#### SUPPLIED DATA
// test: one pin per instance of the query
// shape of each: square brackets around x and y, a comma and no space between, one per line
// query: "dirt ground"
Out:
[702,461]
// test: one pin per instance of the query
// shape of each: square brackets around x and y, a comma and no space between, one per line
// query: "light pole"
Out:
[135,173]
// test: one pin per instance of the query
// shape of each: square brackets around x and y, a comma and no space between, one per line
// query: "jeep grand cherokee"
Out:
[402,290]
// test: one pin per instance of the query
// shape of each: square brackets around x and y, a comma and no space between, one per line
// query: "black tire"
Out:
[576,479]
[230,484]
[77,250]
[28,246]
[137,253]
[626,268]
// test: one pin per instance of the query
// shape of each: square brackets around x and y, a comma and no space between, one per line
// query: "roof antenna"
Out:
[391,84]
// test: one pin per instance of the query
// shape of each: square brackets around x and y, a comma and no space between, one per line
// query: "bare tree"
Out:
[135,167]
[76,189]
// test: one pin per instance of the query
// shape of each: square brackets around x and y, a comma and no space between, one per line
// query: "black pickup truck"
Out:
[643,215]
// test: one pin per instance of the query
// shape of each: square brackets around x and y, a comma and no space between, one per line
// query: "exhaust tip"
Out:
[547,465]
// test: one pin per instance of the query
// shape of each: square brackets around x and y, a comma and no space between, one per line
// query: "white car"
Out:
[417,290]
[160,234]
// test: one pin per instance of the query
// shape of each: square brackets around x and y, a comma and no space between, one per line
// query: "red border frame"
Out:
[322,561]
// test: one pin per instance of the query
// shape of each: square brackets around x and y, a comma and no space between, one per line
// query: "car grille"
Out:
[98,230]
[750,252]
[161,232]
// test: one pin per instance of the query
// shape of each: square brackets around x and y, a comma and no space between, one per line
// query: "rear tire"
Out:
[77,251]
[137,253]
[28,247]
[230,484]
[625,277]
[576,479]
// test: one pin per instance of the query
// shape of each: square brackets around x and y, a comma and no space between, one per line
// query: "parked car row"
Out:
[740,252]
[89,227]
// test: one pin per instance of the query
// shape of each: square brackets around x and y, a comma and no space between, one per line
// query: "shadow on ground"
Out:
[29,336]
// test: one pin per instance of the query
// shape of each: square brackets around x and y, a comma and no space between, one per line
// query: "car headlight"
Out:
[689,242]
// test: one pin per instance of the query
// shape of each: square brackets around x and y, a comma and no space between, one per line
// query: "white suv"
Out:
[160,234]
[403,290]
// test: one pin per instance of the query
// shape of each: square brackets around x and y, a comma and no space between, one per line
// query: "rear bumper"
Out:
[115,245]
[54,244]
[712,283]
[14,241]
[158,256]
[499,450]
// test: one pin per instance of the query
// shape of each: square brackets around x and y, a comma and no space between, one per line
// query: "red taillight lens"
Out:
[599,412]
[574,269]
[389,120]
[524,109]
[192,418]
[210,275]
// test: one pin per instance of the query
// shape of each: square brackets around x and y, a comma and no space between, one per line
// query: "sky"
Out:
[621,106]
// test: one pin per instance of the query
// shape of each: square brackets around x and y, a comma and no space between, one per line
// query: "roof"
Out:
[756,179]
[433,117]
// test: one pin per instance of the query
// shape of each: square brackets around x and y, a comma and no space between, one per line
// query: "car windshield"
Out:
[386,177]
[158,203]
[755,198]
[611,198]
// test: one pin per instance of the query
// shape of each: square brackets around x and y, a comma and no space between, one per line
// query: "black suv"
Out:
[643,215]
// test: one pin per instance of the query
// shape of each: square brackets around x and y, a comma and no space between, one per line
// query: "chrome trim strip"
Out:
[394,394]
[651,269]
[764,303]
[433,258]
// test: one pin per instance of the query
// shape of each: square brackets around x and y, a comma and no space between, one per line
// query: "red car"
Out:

...

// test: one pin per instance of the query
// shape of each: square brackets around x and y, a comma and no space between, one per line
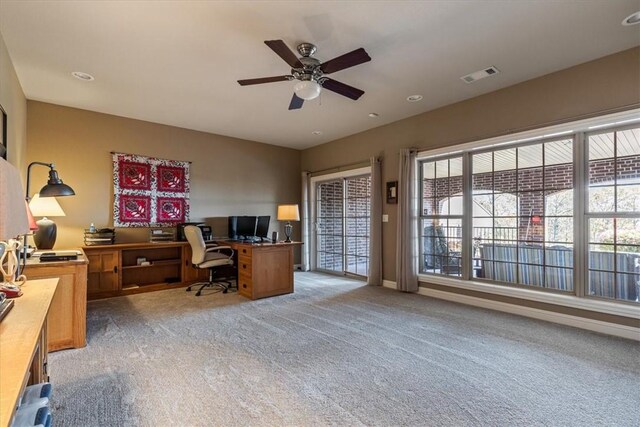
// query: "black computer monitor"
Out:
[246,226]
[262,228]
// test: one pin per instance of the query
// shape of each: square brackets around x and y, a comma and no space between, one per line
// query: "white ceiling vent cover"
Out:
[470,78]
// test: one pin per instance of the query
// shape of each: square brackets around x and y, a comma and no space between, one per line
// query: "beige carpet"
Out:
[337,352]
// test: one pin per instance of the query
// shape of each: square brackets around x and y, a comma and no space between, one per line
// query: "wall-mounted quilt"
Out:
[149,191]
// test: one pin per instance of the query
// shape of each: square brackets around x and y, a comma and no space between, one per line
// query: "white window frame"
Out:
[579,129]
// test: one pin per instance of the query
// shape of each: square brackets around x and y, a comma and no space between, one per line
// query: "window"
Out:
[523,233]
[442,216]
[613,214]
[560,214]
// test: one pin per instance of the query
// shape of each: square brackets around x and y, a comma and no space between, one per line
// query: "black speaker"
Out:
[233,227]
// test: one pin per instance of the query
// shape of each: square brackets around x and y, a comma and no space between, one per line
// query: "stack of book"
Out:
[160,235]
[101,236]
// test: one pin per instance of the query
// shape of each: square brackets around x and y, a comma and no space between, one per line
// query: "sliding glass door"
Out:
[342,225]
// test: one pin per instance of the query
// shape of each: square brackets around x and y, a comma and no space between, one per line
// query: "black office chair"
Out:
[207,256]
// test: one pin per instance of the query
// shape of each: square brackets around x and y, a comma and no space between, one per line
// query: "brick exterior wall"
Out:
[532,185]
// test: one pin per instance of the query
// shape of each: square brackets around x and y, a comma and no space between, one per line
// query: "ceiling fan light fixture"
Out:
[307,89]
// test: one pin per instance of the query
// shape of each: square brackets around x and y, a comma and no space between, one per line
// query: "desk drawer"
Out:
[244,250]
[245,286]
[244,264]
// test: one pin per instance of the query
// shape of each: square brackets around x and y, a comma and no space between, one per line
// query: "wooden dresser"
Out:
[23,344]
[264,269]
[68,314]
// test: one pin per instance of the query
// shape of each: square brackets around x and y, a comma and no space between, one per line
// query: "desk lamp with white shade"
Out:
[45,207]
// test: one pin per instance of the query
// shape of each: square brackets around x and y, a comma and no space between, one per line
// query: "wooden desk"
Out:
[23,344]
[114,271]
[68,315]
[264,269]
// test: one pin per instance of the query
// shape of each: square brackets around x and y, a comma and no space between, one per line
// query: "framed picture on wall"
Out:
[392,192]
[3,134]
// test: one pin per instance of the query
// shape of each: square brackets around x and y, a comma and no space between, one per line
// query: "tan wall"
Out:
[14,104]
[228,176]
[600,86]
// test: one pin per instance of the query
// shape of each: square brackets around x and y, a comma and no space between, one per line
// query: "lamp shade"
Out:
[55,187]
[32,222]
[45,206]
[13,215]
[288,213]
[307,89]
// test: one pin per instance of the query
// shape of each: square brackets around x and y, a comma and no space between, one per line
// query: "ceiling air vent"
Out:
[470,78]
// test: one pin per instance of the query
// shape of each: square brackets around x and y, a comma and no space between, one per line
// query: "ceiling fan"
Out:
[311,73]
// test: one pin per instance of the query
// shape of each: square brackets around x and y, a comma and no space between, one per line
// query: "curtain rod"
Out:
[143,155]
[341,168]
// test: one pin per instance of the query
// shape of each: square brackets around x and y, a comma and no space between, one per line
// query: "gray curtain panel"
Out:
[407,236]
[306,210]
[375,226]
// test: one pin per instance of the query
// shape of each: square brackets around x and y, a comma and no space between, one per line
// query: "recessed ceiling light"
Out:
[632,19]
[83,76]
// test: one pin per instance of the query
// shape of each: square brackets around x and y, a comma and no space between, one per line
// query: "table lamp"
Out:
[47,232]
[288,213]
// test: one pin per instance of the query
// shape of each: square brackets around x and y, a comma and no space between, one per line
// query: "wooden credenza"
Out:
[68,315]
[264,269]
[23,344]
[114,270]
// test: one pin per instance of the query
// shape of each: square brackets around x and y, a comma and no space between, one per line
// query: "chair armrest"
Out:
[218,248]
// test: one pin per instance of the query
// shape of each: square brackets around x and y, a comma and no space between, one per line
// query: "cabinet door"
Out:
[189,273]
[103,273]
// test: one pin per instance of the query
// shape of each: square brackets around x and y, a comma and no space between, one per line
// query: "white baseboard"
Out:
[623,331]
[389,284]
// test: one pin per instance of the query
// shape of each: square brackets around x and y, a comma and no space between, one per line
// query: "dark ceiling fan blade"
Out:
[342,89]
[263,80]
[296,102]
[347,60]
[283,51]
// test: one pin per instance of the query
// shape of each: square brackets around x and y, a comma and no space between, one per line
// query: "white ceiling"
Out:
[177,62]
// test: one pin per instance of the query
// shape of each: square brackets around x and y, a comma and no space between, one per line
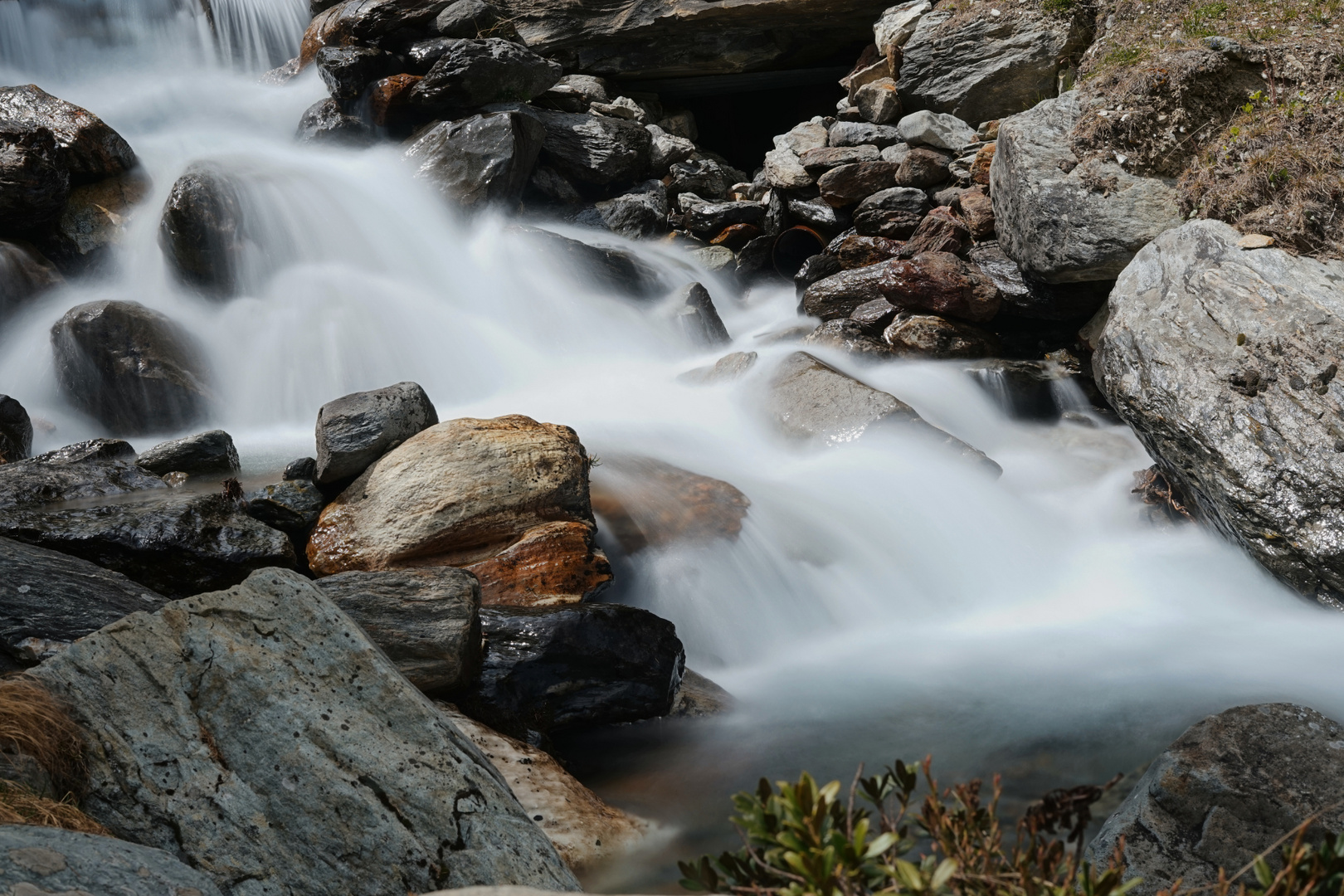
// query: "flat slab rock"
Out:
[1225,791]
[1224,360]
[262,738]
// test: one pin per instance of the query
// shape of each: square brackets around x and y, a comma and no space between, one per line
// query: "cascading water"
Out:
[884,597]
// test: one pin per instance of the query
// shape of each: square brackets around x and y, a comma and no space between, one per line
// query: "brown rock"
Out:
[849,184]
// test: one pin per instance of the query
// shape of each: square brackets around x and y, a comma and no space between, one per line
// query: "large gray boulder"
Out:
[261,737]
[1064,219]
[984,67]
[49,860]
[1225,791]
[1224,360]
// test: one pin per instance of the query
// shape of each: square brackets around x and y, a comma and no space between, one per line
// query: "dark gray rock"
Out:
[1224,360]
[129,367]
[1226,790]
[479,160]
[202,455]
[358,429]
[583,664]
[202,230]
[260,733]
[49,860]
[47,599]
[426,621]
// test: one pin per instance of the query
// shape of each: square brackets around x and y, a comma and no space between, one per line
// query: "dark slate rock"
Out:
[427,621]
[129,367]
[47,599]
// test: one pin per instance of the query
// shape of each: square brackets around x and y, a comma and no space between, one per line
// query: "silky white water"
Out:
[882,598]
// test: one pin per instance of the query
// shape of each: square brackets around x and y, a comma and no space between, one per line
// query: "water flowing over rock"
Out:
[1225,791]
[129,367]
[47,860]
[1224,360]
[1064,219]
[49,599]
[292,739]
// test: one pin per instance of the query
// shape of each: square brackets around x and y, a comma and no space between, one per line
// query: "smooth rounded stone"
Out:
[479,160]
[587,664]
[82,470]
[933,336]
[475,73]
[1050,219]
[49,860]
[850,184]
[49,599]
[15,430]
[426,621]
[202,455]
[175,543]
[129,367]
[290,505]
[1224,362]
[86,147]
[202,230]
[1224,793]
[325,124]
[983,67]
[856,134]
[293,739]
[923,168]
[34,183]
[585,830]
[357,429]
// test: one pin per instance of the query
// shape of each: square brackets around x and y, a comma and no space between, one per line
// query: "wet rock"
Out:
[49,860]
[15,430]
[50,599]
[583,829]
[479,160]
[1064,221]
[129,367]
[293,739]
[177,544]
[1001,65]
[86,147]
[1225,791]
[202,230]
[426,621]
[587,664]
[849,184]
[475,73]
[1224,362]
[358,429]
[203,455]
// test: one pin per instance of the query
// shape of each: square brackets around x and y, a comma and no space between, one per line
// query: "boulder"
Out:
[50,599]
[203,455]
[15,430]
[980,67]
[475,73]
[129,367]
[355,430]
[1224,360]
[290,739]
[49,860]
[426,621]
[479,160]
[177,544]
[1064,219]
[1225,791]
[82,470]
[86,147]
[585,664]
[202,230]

* * *

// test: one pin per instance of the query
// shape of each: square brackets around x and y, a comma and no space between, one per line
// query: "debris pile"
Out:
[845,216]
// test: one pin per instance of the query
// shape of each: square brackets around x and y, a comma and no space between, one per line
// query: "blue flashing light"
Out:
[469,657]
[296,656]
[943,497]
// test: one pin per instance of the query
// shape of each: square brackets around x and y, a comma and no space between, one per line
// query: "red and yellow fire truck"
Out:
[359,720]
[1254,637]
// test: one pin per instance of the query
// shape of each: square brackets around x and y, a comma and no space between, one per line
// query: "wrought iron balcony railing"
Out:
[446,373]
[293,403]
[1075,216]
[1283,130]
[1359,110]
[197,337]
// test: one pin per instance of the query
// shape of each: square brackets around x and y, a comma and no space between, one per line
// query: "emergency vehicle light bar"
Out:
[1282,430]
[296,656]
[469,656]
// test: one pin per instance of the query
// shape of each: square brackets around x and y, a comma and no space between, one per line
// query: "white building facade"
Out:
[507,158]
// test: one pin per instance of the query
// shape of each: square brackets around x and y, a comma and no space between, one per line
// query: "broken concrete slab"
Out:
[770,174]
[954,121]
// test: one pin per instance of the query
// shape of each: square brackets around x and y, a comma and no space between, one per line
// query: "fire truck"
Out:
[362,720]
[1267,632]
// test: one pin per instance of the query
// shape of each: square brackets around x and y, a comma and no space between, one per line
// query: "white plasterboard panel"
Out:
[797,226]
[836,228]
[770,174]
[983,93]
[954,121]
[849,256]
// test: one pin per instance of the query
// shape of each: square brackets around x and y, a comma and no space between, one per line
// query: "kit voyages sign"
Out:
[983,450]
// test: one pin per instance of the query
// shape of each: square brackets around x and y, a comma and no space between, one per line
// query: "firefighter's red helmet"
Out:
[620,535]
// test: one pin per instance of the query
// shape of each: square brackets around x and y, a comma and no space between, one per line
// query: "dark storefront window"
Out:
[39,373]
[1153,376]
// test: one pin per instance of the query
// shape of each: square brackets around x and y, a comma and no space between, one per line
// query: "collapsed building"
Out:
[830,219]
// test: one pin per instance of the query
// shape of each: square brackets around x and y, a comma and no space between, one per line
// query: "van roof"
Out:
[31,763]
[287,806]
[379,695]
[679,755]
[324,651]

#### WHAT YOU HAVE TO DO
Determine how many lines in the listing above contain the word "boulder". Provide that figure only.

#### SOLVED EXERCISE
2